What to work on:
Answer these questions using the text on high blood pressure.
1. What percentage of people with hypertension in Canada are treated by a physician?
2. In what percentage of hypertensives is no specific cause found?
3. Where are higher BP readings obtained?

Selected extract:
In the US, 50 million people are thought to have have high blood pressure; about
half are receiving treatment and half of the treated are successful at reducing
their blood pressure to below 140/90. This leaves about 37 million people in the
US with persisting hypertension. The incidence of high blood pressure rises with
age; more common in men under 50, but more common in women over age 65. Over age
70, the incidence approaches 2/3s of the population. In Canada 57% of the estimated
4 million people with hypertension are treated by a physician but the overall success
of this effort is in doubt.
Essential Hypertension
Hypertension is divided into two groups - primary or essential hypertension and
secondary to a specific disease. Diseases of the kidney and blocked kidney arteries,
for example, can produce high blood pressure as a secondary effect. No specific
cause is found in 90% of hypertensives. One explanation is that the population at risk is becoming more sedentary with
an increase in obesity. Their food supply is clearly suspect and it is not just
the fat in the diet. These arterial problems with different and complex origins
link to the diets and lifestyle popular in Europe and North America and occur less
often among physically active, vegetable-eating populations who seldom eat dairy
products, meat, and other high-protein-fat foods.
Four concerns about BP diagnosis and treatment
- BP readings may be inaccurate
- Higher BP readings are obtained in the doctor's office
- Many readings are required to obtain a meaningful sample
- Corrective action taken is inappropriate or inadequate
Drugs
A large number of drugs and drug combinations have appeared for the treatment
arterial disease. The battle for market share is fought among the drug producers
with double blind controlled studies that compare drugs to placebo and drugs to
one another. The studies are designed to provide favorable news thru press
releases to doctors and their patients. The drug industry prefers that medical doctors
only think in terms of drug therapy and the producers aggressively market their
newest and most expensive drugs. Smart patients prefer to change their diet, lose
weight and exercise, rather than become drug users.
The
Solution Diet Revision
The 50 million Americans and 4 million Canadians who have high blood pressure
and arterial disease should seek the benefits of complete diet revision therapy!

Stored items from a collection:

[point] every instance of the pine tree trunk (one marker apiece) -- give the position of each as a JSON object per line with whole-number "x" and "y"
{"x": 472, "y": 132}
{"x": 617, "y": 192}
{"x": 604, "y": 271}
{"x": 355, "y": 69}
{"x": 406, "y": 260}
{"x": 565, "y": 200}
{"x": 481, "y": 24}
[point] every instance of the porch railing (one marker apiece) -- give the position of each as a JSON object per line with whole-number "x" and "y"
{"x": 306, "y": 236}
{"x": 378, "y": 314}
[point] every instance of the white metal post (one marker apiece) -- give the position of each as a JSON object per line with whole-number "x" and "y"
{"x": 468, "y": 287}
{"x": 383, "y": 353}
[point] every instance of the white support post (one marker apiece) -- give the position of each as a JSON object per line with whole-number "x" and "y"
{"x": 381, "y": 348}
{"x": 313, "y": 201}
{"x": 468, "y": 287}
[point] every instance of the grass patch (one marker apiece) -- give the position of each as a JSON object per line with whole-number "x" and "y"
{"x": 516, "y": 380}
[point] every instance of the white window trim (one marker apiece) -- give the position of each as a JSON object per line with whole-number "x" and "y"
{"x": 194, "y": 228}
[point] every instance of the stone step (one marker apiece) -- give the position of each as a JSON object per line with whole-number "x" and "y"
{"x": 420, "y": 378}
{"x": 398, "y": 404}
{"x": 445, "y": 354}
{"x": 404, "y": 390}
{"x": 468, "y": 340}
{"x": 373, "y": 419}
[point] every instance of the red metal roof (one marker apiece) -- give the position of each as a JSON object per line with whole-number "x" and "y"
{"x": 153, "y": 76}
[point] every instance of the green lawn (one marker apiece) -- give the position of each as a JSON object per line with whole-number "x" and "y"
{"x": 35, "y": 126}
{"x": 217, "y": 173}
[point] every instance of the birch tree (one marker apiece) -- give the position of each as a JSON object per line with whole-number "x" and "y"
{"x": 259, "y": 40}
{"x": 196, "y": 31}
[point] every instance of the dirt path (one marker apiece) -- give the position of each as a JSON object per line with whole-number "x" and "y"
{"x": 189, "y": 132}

Result for this exercise:
1. 57%
2. 90%
3. In the doctor's office